◆ **GIVEN TASK 1**:
In the text on estimating IT work, how long does Bob say it should take to replace a text box with a drop down?

◆ **SELECTION**:

As much as you might want to avoid the pitfalls of estimating how long some chunk of work is going to take, it isn’t always possible.  How many times has this happened to you as an IT Manager?

Business Person <stopping Bob in the hallway>: “Hey Bob, we would like to add a simple drop down list of choices instead of that text box on the web site … how long will that take?”

Bob the Engineer: “Replace a text box with a drop down?  That shouldn’t take more than a few hours.”

Business Person: “Great, thanks for the info Bob!”

About to walk off the estimation cliff

About to walk off the estimation cliff

Business Person <calling on the phone later that day>: “Sally, since it only takes a few hours to switch the web site’s text box to a drop down, can that be completed tomorrow?  We told the customers that have been asking for that enhancement that it would be ready tomorrow.”

Sally the IT Manager: “Um, err …” <how the heck did this happen?> “what about testing and who is going to populate the drop down with initial values and then add/subtract values as needed?  We don’t have a tool for that which you could use.  We don’t have a release scheduled for tomorrow and thus our Release Manager is on vacation and …” <… and now I have a big mess to sort out>

Once a non-technical person has some duration for a particular request, it is next to impossible to reset their expectations since the resetting usually involves increasing the duration with non-direct IT functions that don’t link directly to their request.  Testing?  Release schedules?  Administration?  Security?  All these don’t directly contribute to the immediate need to complete the request but are all critical to the overall quality delivery of the complete scope that the request dictates.

The first challenge to avoid these scenarios is to coach everyone on your team that they must never ever give out any work estimate of any kind unless you have empowered them to do so.  Make them comfortable with side stepping the artificial urgency of the request with uttering phrases such as:

  • “I am not sure.  Can you send me an email with the request so I can track down an answer for you?”

◆ **GIVEN TASK 2**:
Write out the records from their beginning through the line containing "141], [137, 141]]]", swapping "vertex" for "corner" and leaving everything else unchanged. Omit the pictures.

◆ **DATASET**:
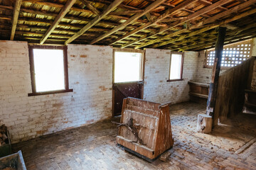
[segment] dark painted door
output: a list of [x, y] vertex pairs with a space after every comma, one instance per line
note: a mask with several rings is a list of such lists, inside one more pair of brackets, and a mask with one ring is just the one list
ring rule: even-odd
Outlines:
[[114, 115], [119, 115], [121, 114], [122, 101], [124, 98], [142, 98], [142, 81], [114, 84]]

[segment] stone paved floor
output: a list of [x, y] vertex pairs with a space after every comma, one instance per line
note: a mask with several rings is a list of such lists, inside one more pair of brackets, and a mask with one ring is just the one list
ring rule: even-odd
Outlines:
[[166, 162], [149, 163], [118, 148], [112, 120], [21, 142], [14, 151], [22, 150], [28, 170], [256, 169], [256, 116], [238, 116], [206, 135], [196, 132], [205, 108], [189, 102], [170, 107], [174, 145]]

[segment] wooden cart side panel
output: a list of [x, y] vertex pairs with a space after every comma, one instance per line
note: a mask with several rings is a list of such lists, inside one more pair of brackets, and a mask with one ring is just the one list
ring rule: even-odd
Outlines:
[[161, 108], [159, 128], [155, 148], [155, 157], [161, 154], [174, 144], [171, 133], [171, 125], [169, 115], [169, 107]]
[[146, 108], [152, 110], [159, 110], [159, 106], [160, 103], [144, 101], [142, 99], [138, 99], [135, 98], [128, 98], [129, 101], [127, 104], [138, 106], [143, 108]]
[[150, 149], [148, 149], [143, 145], [138, 145], [137, 144], [134, 144], [131, 142], [126, 139], [124, 139], [122, 137], [117, 136], [117, 143], [131, 149], [133, 150], [143, 156], [145, 156], [149, 159], [154, 159], [154, 152]]
[[[130, 118], [132, 118], [133, 125], [137, 130], [139, 137], [142, 140], [147, 147], [152, 149], [155, 145], [159, 118], [134, 112], [127, 108], [124, 108], [122, 115], [122, 123], [127, 123]], [[137, 137], [127, 127], [121, 126], [119, 130], [119, 135], [131, 141], [137, 141]]]

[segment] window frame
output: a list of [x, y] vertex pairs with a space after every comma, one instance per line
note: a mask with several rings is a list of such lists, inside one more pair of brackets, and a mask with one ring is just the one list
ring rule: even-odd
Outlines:
[[[43, 92], [36, 92], [36, 76], [35, 76], [35, 65], [33, 59], [33, 49], [47, 49], [47, 50], [63, 50], [63, 64], [64, 64], [64, 81], [65, 81], [65, 89], [64, 90], [55, 90], [48, 91]], [[32, 93], [28, 94], [28, 96], [46, 95], [53, 94], [60, 94], [65, 92], [73, 92], [73, 90], [69, 89], [68, 84], [68, 47], [67, 46], [53, 46], [53, 45], [28, 45], [28, 55], [29, 55], [29, 64], [31, 71], [31, 86]]]
[[[173, 54], [176, 55], [181, 55], [181, 78], [180, 79], [170, 79], [170, 75], [171, 75], [171, 55]], [[169, 76], [168, 76], [168, 80], [167, 82], [171, 82], [171, 81], [183, 81], [183, 64], [184, 64], [184, 52], [171, 52], [170, 55], [170, 64], [169, 64]]]
[[[238, 45], [241, 45], [242, 44], [246, 44], [246, 43], [248, 43], [248, 44], [250, 45], [250, 50], [249, 50], [250, 51], [250, 53], [249, 53], [250, 56], [247, 59], [247, 60], [248, 60], [250, 57], [252, 57], [252, 46], [253, 46], [252, 39], [248, 39], [248, 40], [242, 40], [242, 41], [239, 41], [239, 42], [237, 42], [225, 45], [223, 46], [223, 51], [224, 51], [224, 49], [233, 48], [233, 47], [237, 48]], [[208, 49], [208, 50], [204, 51], [204, 57], [205, 57], [205, 58], [204, 58], [203, 68], [206, 68], [206, 69], [212, 69], [213, 68], [213, 65], [210, 66], [210, 65], [207, 64], [207, 63], [208, 63], [207, 57], [208, 57], [208, 55], [210, 52], [214, 51], [214, 50], [215, 50], [215, 48], [210, 48], [210, 49]], [[240, 51], [239, 51], [239, 52], [240, 52]], [[215, 56], [213, 57], [215, 57]], [[238, 58], [240, 58], [240, 57], [238, 57]], [[245, 61], [245, 60], [241, 60], [241, 61], [243, 62], [243, 61]], [[239, 65], [239, 64], [238, 64], [237, 65]], [[233, 67], [221, 66], [220, 69], [229, 69], [233, 68], [234, 67], [235, 67], [235, 66], [233, 66]]]
[[[142, 53], [142, 57], [140, 61], [140, 78], [139, 81], [125, 81], [125, 82], [114, 82], [114, 59], [115, 59], [115, 52], [135, 52], [135, 53]], [[145, 50], [137, 50], [137, 49], [130, 49], [130, 48], [113, 48], [113, 77], [112, 77], [112, 83], [113, 84], [126, 84], [126, 83], [132, 83], [132, 82], [142, 82], [143, 84], [144, 81], [144, 67], [145, 67]]]

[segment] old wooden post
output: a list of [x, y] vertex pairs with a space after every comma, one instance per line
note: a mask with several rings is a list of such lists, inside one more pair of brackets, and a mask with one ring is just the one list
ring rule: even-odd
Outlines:
[[[212, 72], [212, 79], [210, 84], [209, 95], [207, 101], [207, 108], [206, 108], [206, 118], [208, 119], [206, 123], [201, 123], [203, 122], [204, 118], [201, 118], [201, 121], [198, 121], [198, 127], [199, 129], [208, 129], [208, 127], [212, 128], [212, 121], [214, 116], [214, 108], [216, 103], [217, 97], [217, 89], [218, 89], [218, 82], [220, 71], [220, 64], [221, 64], [221, 58], [223, 50], [224, 40], [225, 35], [226, 28], [219, 27], [218, 28], [218, 38], [215, 47], [215, 60], [214, 64], [213, 67]], [[202, 116], [202, 115], [201, 115]], [[209, 116], [211, 116], [211, 120], [209, 120]], [[201, 127], [204, 126], [204, 127]], [[211, 129], [211, 128], [210, 128]]]

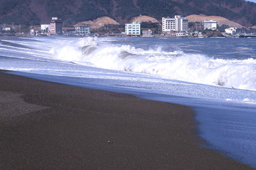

◆ **WRITTEN SOLUTION 1**:
No more than a few hours.

◆ **WRITTEN SOLUTION 2**:
[segment] dark painted door
output: a list of [x, y] corner pairs with a space after every comma, one instance per line
note: a mask with several rings is a list of such lists, inside one more pair of brackets, and a mask with one ring is just the one list
ring rule: even-odd
Outlines:
[[114, 115], [119, 115], [121, 114], [122, 101], [124, 98], [142, 98], [142, 81], [114, 84]]

[segment] stone paved floor
output: a list of [x, y] corner pairs with a space after every comma, one instance per line
note: a mask with several rings is a list of such lists, inside one more pair of brackets, and a mask with one ring is just the one list
ring rule: even-odd
Outlines:
[[166, 162], [149, 163], [118, 148], [112, 120], [21, 142], [14, 151], [22, 150], [28, 170], [256, 169], [256, 116], [238, 116], [206, 135], [196, 132], [205, 108], [189, 102], [170, 107], [174, 145]]

[segment] wooden cart side panel
output: a list of [x, y] corner pairs with a space after every comma, one instance per line
note: a mask with several rings is a list of such lists, inside one more pair of brackets, and a mask with one ring is just the one list
ring rule: even-odd
Outlines:
[[161, 108], [159, 128], [155, 148], [155, 157], [161, 154], [174, 144], [171, 133], [171, 125], [169, 115], [169, 107]]
[[146, 108], [152, 110], [159, 110], [159, 106], [160, 103], [144, 101], [142, 99], [138, 99], [135, 98], [128, 98], [129, 101], [127, 104], [138, 106], [143, 108]]
[[150, 149], [148, 149], [143, 145], [138, 145], [137, 144], [134, 144], [131, 142], [126, 139], [124, 139], [122, 137], [117, 136], [117, 143], [131, 149], [133, 150], [143, 156], [145, 156], [149, 159], [154, 159], [154, 152]]
[[[130, 118], [132, 118], [133, 125], [137, 130], [139, 137], [142, 140], [147, 147], [152, 149], [155, 145], [159, 118], [134, 112], [127, 108], [124, 108], [122, 115], [122, 123], [127, 123]], [[137, 137], [127, 127], [121, 126], [119, 130], [119, 135], [131, 141], [137, 141]]]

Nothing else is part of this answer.